▶ **YOUR INSTRUCTIONS**:
Would you copy each line of the records that includes the word "distant"?

#### DATASET EXTRACT ####

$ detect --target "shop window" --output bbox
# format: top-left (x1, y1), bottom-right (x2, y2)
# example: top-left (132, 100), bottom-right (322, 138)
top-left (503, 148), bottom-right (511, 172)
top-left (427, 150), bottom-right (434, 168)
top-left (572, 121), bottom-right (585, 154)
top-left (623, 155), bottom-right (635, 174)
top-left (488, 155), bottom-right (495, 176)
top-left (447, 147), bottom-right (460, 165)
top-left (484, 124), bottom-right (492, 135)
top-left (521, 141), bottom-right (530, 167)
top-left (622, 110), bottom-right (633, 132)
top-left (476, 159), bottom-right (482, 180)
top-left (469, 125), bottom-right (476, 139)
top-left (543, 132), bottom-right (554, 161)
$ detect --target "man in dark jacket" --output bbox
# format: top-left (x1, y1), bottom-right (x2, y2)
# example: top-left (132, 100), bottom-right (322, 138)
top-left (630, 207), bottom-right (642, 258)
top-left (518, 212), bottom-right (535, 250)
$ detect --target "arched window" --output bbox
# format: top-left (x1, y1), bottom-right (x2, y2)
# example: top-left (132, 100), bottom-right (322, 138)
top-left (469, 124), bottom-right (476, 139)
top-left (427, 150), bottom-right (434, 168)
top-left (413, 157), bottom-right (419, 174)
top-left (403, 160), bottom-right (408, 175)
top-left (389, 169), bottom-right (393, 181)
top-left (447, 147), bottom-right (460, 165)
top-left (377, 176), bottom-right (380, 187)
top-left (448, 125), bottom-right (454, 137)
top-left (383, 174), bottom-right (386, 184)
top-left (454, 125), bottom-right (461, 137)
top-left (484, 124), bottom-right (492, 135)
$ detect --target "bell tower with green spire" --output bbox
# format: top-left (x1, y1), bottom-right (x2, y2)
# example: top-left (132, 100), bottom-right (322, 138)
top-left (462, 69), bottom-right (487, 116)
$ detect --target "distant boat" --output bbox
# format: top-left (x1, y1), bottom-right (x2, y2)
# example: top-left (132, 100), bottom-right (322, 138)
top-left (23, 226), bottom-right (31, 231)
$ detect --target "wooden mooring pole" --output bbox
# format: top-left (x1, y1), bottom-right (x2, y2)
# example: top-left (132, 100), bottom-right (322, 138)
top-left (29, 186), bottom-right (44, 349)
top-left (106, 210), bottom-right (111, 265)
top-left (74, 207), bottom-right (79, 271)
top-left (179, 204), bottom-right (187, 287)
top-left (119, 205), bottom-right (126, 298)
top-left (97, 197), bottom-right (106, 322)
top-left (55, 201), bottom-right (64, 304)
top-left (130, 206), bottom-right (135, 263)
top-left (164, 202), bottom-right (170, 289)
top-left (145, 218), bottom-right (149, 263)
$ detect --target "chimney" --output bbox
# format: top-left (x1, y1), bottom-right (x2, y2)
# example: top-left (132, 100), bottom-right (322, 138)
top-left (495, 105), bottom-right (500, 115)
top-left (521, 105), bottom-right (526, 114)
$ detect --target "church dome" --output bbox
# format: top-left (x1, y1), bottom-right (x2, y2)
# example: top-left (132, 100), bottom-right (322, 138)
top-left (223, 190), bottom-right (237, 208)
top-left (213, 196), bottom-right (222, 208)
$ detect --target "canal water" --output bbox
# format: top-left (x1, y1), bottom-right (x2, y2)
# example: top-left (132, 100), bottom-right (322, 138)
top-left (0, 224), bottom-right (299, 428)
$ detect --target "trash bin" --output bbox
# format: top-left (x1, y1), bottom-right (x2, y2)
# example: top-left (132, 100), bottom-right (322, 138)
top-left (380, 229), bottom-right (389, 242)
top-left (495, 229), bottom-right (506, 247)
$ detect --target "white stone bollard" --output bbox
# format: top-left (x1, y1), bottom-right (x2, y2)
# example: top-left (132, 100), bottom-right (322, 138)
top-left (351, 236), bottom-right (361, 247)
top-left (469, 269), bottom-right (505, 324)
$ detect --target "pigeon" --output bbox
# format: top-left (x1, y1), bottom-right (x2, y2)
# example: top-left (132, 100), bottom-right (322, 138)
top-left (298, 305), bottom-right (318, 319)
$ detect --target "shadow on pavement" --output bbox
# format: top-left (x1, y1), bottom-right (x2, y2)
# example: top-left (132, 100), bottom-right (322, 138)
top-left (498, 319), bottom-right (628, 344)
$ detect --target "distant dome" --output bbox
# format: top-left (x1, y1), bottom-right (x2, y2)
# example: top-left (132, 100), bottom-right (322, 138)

####

▶ **EXPECTED ANSWER**:
$ detect --target "distant boat" --output bbox
$ detect --target "distant dome" --output bbox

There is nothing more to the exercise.